F.      Septina (sajak tujuh seuntai)
Sajak tujuh seuntai yang setiap baitnya terdiri atas tujuh buah kalimat. Sama halnya dengan sektet, persajakan septina tidak berurutan.
Contoh:

API UNGGUN
Diam tenang kami memandang
Api unggun menyala riang
Menjilat meloncat menari riang
Berkilat-kilat bersinar terang
Nyala api nampaknya curia
Hanya satu cita digapai
Alam nan tinggi, sunyi, sepi
(Intojo)

G.    Stanza atau octaaf (sajak delapan seuntai)
Sajak delapan seuntai yang setiap baitnya terdiri atas delapan buah kalimat. Stanza disebut juga oktava. Persajakan stanza tidak beraturan.

Contoh:
PERTANYAAN ANAK KECIL
Hai kayu-kayu dan daun-daunan
Mengapakah kamu bersenang-senang?
Tertawa-tawa bersuka-sukaan?
Oleh angin dan tenang, serang?
Adakah angin tertawa dengan kami?
Bercerita bagus menyenangkan kami?
Aku tidakmengerti kesukaan kamu!
Mengapa kamu tertawa-tawa?
Hai kumbang bernyanyi-nyanyi!
Apakah yang kamu nyanyi-nyanyikan?
Bunga-bungaan kau penuhkan bunyi!
Apakah yang kamu bunyi-bunyikan?
Bungakah itu atau madukah?
Apakah? Mengapakah? Bagaimanakah?
Mengapakah kamu tertawa-tawa?
(Mr. Dajoh)

H.    Ode
Sajakatau puisi yang isinya mengandung pujian kepada seseorang, bangsa dan Negara, atau pun sesuatu yang dianggap mulia. Karena isinya itulah, ode disebut juga sebagai puji-pujian. Persajakan ode tidak beraturan atau bebas.

Contoh:
· Menara sakti ( Kepada arwah HOS. Cokroaminoto) , karya A Hasjmy

I.       Himne
Sajak pujaan, yaitu puji-pujian kepada Tuhan Yang Mahakuasa. Himne disebut juga sajak atau puisi ketuhanan.
Contoh:
· Padamu jua, karya Amir Hamzah

J.      Elegi
Elegi merupakan sajak duka nestapa. Isi sajak ini selalu mengungkapkan sesuatu yang menyayat hati, mendayu-dayu dan mengharu-biru.

**Data yang diberikan**
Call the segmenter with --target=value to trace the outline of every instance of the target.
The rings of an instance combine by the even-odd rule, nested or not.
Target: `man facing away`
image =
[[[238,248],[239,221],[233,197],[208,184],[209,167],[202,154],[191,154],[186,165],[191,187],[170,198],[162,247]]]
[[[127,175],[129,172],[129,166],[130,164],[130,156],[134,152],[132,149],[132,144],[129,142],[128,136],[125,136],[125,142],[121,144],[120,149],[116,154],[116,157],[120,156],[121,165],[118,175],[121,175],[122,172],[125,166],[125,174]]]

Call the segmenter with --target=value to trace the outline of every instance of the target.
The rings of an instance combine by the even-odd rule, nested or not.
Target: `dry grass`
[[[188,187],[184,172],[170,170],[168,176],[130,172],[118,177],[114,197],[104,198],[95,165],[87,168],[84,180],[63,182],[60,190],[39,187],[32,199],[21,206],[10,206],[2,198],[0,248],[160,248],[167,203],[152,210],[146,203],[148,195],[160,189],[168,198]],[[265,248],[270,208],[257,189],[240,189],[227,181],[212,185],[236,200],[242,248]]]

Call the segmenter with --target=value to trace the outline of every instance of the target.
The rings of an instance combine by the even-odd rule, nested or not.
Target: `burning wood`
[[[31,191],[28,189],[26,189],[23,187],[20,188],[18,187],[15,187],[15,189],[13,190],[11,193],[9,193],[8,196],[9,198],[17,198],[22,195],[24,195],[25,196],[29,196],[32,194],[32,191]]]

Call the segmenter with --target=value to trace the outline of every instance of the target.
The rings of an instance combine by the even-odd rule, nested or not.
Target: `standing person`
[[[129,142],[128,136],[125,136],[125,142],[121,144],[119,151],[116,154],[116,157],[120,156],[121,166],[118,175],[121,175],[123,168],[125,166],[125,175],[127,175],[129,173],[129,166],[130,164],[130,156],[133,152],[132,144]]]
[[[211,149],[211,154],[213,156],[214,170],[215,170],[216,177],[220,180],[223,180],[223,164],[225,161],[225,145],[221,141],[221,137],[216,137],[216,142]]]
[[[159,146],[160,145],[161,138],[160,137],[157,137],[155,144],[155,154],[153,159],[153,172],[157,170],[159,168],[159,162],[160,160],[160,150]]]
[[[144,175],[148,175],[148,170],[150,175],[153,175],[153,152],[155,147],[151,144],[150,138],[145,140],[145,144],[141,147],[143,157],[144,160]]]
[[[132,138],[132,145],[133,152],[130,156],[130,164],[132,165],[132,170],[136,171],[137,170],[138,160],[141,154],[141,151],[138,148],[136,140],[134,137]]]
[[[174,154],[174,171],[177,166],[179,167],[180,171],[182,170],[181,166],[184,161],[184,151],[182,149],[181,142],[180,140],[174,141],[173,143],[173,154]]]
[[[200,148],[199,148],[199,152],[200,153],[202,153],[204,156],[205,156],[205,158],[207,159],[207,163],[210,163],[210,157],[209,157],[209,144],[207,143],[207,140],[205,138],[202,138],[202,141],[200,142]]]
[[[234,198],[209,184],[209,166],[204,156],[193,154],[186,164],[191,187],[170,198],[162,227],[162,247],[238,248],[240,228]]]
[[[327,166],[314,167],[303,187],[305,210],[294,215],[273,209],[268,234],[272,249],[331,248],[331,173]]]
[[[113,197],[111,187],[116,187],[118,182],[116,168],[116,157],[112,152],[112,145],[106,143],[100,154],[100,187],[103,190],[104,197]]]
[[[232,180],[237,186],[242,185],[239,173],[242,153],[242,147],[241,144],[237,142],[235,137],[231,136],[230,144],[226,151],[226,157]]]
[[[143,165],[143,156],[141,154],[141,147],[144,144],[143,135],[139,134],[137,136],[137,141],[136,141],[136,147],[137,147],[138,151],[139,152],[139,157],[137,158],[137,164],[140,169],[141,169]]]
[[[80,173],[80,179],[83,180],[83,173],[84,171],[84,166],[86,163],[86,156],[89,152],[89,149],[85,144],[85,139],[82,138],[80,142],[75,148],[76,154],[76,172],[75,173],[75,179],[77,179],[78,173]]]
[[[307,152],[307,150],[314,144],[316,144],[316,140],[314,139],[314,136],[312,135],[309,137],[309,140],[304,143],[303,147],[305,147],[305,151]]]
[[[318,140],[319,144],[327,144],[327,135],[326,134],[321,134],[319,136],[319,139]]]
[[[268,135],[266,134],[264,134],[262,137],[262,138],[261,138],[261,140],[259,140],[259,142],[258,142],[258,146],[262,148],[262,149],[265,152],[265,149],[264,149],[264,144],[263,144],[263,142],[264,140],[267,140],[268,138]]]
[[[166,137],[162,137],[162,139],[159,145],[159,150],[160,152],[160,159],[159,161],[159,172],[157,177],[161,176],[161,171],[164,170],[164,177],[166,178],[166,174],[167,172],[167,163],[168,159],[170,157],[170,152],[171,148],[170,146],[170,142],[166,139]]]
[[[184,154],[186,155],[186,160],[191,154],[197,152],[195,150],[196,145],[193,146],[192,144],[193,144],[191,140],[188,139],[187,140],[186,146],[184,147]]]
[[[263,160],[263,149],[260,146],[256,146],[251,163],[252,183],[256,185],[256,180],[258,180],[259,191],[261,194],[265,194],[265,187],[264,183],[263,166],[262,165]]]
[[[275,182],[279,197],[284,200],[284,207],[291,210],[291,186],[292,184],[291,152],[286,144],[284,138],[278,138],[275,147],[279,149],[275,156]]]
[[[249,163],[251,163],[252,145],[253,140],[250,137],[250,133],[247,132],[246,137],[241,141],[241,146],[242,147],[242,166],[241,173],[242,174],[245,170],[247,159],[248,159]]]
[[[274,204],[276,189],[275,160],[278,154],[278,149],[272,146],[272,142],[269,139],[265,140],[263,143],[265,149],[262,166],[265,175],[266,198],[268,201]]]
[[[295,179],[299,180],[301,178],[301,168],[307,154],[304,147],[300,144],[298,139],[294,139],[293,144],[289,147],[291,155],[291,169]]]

**Instruksi tertulis A**
Menurut kutipan tentang jenis-jenis puisi, himne disebut juga sebagai apa?
**Instruksi tertulis B**
Lanjutkan kutipan tentang jenis-jenis puisi mulai dari kalimat terakhir yang ditampilkan.
Baris-baris data merupakan bahan tersendiri yang terpisah dari kutipan tentang jenis-jenis puisi.

**Jawaban tertulis A**
Himne disebut juga sajak atau puisi ketuhanan.

**Jawaban tertulis B**
Contoh:
· Bertemu, karya Sutan Takdir Alisyahbana

K.    Epigram
Sajak atau puisi yang berisi tentang ajaran-ajaran moral, nilai-nilai hidup yang baik dan benar, yang dilukiskan dengan ringkas. Terkadang ditulis dengan kata-kata atau kalimat-kalimat sindiran atau kecaman pahit.
Contoh:
· Pemuda, karya Surapati

L.     Satire
Sajak atau puisi yang isinya mengecam, mengejek dengan kasar (sarkasme) dan tajam (sinis) suatu kepincangan atau ketidakadilan yang ada dalam masyarakat.
Contoh:
· Marhaen, karya Sanusi pane

M.   Romance
Romance adalah sajak atau puisi yang berisi tentang cinta kasih. Cinta kasih ini tidak hanya cinta kasih antara dua orang kekasih, tetapi juga cinta kasih dalam bentuk lainnya. Misalnya cinta terhadap suasana damai dan tentram, cinta keadilan, cinta terhadap bangsa dan Negara juga cinta kepada Tuha.
Contoh:
· Anakku, karya J.E. Tatengkeng

N.    Balada
Sajak atau puisi yang berisikan cerita atau kisah yang mungkin terjadi atau hanya khayalan penyairnya saja.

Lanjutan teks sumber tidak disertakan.